----- EXTRACTED ENTRIES -----
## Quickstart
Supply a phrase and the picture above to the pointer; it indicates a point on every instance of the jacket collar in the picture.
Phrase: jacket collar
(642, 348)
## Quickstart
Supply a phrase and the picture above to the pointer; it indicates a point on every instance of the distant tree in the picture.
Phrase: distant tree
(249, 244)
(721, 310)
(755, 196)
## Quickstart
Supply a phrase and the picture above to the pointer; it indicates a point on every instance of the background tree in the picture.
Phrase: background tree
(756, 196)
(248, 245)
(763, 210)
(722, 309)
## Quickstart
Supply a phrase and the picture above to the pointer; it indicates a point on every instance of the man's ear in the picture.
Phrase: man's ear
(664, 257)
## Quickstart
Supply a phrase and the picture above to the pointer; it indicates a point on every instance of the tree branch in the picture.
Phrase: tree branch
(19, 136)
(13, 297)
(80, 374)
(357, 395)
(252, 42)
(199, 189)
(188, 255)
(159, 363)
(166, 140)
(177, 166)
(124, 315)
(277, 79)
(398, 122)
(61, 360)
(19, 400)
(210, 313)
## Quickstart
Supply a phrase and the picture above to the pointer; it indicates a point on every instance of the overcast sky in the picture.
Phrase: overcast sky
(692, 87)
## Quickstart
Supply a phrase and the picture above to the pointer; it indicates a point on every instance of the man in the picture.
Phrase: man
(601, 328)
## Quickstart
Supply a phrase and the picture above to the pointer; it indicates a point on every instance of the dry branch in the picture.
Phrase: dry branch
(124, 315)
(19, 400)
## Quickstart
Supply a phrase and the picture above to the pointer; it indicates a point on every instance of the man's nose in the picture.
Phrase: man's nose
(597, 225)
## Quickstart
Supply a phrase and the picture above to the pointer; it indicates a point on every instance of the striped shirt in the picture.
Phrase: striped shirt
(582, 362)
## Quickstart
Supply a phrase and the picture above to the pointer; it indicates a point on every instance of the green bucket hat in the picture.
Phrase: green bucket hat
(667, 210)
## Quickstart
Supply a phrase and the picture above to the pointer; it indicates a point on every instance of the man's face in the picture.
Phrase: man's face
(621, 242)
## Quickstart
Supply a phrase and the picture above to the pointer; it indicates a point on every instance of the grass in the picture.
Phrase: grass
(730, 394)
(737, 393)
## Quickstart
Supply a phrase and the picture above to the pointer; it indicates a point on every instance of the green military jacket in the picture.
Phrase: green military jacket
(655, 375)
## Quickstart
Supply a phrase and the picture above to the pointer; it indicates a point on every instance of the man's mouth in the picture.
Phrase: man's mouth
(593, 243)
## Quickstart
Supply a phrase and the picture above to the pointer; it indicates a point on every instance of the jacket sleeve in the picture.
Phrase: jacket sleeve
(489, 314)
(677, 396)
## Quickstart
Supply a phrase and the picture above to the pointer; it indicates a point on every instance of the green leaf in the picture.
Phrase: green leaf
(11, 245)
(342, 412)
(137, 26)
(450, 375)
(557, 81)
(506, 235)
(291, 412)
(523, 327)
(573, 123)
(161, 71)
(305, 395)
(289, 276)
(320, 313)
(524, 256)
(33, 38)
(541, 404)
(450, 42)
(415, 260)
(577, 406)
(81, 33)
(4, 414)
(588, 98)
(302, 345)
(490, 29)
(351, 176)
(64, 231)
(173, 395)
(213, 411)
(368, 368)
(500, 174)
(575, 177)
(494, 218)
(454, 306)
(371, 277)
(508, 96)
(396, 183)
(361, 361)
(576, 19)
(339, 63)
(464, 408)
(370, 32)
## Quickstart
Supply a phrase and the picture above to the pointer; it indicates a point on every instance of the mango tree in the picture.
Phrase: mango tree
-----
AIM OF THE EXERCISE | Search the entries for the string "mango" and copy each line where it occurs.

ANSWER SECTION |
Supply a phrase and the picture above to the pointer; it indicates a point on every instance of the mango tree in the picture.
Phrase: mango tree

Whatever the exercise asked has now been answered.